Engineer, inventor and actress, whose discoveries allowed for the development of WIFI
She was considered one of the most beautiful actresses in the world and the inventor of the communications system called "wide spectrum transmission technique" on which all the wireless technologies available today are based. Actress, telecommunications engineer, and inventor whose glamour overshadowed her other facets.
Hedwig Eva Maria Kiesler, was the only daughter of a Banker from Lemberg and a pianist from Budapest who, although of Jewish origin, had grown up Catholic.
At school, she stood out for her intellectual brilliance being considered by her teachers to be gifted. At home, she grew up listening to her mother's performances on the piano, an instrument that she also played to a high standard from a young age. Complex and restless, she dropped out of engineering studies, determined to fulfill her dreams of being an actress.
The film that brought her to stardom in 1932, could not be more controversial. ‘Ecstasy’, filmed in Czechoslovakia under the direction of Gustav Machaty, was the first film to show the face of an actress, completely naked, during an orgasm. It was branded a sex scandal and was banned in movie theaters and widely censored and criticized, including from the Vatican.
Fritz Mandl, an arms tycoon, was enthralled by the beauty of the young woman and asked her father for permission to woo her. Her parents forced her to marry Firtz, condemning her to a stint in hell as he was extremely jealous and tried to get hold of all the copies of ‘Ecstasy’. She lived surrounded by luxury in the famous Salzburg Castle, but was a slave who could do nothing without Mandl's permission. Tired of the unbearable vacuum which her life had become, she resumed her engineering career. Continuous surveillance came to be so unbearable that she decided to flee. Eventually, she managed to reach London and embark on the ocean liner ‘Normandie’ bound for the United States. There she coincided with a very special traveler, film producer Louis B. Mayer who offered her work before even arriving at port, on the condition that her stage name be changed to ‘Hedy Lamarr’.

**EXERCISE INPUT**

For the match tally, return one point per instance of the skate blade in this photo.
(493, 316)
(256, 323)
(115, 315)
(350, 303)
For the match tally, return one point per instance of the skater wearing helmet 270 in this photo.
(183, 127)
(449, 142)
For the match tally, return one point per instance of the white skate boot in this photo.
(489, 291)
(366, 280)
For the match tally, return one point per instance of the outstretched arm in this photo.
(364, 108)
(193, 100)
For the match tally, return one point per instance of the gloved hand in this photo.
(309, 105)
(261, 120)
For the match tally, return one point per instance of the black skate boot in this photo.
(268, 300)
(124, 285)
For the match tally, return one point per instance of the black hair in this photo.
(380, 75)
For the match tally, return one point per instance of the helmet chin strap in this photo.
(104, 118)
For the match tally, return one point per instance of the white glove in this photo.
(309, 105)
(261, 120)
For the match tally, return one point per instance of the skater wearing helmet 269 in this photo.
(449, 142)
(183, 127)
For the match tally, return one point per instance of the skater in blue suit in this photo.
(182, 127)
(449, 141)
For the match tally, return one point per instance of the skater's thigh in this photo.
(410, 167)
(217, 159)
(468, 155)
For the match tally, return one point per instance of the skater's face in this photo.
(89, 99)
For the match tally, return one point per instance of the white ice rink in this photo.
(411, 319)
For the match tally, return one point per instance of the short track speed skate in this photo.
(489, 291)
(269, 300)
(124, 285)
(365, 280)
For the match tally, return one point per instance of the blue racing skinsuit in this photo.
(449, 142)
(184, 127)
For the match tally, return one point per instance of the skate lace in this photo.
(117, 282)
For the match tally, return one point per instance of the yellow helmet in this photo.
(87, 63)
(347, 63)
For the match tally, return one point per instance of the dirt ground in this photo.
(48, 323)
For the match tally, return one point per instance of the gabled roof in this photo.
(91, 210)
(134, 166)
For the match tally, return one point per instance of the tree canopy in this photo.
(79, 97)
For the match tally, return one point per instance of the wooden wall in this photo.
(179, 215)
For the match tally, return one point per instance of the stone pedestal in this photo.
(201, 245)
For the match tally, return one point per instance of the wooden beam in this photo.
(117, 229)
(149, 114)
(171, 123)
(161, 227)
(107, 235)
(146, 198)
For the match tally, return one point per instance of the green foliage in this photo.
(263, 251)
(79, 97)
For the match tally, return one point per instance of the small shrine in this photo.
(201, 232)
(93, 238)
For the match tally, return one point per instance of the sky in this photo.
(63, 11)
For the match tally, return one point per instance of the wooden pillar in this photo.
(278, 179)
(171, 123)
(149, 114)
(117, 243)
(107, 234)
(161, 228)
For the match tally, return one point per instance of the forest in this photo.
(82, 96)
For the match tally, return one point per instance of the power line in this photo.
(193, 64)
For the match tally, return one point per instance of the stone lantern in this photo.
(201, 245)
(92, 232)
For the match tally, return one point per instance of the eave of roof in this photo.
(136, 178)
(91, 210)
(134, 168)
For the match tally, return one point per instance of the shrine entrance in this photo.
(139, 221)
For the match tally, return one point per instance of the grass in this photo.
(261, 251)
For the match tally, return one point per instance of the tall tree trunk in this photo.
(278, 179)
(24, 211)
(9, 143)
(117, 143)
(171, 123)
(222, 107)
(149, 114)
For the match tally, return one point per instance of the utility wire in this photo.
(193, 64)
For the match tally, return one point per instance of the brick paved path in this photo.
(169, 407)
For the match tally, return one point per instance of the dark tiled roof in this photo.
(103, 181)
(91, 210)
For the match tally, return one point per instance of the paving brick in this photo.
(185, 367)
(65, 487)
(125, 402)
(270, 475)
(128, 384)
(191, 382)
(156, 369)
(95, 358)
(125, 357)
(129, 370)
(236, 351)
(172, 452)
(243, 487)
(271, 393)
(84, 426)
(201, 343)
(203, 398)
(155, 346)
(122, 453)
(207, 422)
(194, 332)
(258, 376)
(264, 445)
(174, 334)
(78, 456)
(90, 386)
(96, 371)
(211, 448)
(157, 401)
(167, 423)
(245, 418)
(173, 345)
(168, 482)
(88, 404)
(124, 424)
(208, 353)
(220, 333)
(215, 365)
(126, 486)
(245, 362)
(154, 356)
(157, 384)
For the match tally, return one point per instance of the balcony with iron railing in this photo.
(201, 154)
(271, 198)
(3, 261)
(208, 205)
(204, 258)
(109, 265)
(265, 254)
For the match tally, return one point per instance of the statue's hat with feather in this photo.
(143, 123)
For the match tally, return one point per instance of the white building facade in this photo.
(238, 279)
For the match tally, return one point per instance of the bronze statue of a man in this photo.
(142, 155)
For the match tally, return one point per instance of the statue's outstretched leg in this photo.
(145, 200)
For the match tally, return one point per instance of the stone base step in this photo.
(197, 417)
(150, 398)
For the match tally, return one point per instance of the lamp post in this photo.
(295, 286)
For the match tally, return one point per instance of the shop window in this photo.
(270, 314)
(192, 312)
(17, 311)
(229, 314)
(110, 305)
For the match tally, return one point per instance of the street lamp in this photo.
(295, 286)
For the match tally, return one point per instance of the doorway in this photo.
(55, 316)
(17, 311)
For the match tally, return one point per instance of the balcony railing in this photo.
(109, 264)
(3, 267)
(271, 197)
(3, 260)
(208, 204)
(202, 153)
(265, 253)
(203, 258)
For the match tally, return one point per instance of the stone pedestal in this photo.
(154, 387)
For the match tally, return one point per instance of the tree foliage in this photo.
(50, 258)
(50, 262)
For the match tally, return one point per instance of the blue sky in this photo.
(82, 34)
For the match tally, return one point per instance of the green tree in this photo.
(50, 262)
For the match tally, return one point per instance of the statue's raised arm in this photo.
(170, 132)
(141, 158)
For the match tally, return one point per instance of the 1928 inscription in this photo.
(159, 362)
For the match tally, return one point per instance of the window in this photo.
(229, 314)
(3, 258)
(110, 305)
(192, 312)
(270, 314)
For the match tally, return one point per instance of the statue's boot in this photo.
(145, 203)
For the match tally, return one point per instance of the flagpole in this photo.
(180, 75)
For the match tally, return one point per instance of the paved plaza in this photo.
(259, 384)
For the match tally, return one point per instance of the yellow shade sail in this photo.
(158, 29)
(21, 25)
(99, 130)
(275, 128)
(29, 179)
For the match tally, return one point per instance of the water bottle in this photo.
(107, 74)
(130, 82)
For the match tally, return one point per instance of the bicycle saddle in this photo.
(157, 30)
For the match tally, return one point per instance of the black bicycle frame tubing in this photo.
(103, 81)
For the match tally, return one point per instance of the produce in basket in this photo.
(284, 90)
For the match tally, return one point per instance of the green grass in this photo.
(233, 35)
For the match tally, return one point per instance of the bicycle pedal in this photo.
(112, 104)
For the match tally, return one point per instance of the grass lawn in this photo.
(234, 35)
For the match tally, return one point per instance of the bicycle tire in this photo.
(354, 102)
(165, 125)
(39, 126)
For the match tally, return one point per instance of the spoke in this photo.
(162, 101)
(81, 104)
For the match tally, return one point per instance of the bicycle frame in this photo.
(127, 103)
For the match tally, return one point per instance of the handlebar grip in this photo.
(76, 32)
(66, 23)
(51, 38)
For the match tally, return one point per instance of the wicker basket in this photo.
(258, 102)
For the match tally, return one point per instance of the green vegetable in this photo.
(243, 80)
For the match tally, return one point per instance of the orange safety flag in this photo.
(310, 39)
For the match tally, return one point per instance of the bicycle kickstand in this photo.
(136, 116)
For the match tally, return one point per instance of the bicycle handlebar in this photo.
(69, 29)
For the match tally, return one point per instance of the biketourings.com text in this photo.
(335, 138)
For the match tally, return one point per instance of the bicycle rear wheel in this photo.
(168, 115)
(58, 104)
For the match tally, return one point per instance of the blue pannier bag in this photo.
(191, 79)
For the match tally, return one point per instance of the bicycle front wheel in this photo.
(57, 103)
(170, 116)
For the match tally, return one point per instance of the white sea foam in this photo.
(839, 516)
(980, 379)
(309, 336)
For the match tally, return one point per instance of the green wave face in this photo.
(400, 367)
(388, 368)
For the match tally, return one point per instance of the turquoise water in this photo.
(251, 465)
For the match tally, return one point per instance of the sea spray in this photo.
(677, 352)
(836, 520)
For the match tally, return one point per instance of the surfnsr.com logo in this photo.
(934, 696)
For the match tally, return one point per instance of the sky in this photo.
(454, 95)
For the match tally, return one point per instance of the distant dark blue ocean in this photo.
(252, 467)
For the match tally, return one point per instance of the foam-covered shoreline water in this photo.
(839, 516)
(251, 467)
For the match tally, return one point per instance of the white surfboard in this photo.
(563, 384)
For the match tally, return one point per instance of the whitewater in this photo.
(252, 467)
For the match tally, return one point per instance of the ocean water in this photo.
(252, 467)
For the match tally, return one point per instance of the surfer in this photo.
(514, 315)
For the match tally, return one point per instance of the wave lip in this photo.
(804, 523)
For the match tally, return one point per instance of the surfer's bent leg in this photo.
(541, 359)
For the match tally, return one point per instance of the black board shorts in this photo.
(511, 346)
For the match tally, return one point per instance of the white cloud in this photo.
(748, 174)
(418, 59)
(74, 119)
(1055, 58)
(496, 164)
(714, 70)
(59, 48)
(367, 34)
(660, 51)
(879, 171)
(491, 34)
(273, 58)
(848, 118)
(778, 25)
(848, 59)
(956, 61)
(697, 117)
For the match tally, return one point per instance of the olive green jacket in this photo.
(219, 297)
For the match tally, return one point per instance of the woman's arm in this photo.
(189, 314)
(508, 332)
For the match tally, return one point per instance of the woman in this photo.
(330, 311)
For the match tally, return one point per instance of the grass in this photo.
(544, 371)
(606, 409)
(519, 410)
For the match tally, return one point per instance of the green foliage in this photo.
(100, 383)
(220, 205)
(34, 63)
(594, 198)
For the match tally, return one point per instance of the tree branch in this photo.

**TASKS TO COMPLETE**
A – Pick out each line of the listing that contains the word "outstretched", and copy those lines in full.
B – Extend the biographical passage on the actress and inventor, starting right after its final sentence.

**EXPECTED OUTPUTS**
A –
For the match tally, return one point per instance of the outstretched arm in this photo.
For the match tally, return one point per instance of the statue's outstretched leg in this photo.

B –
The system conceived by Hedy was based on an idea as simple as it was effective. It was about transmitting messages or command orders by fractionating them into small parts, each of which would be transmitted sequentially by changing frequency each time, following a pseudorandom pattern. Thus, the transmission times at each frequency were so short and spaced so irregularly that it was practically impossible to recompose the message if the channel change code was not known. She teamed up with an expert musician in instrument synchronization and created the patent.
On June 10th, 1941, they filed the patent application for "SECRET COMMUNICATION SYSTEM" on August 11th, 1942, when the United States was already at war with Japan and Germany. Hedy signed with her married surname, Markey, which she barely used for a couple of years. The U.S. military did not want to use Hedy's system. However, in 1957, engineers from the American company Silvania Electronics Systems Division developed the system patented by Hedy and George, which was adopted by the government for military transmissions three years after the patent expired. The first known application occurred during the Cuban missile crisis in 1962
Although the actress did not get a penny in from the patent, which expired unused, it cannot be disputed that she was the pioneer in this technique. Honors and recognition, as we shall see, took time to arrive.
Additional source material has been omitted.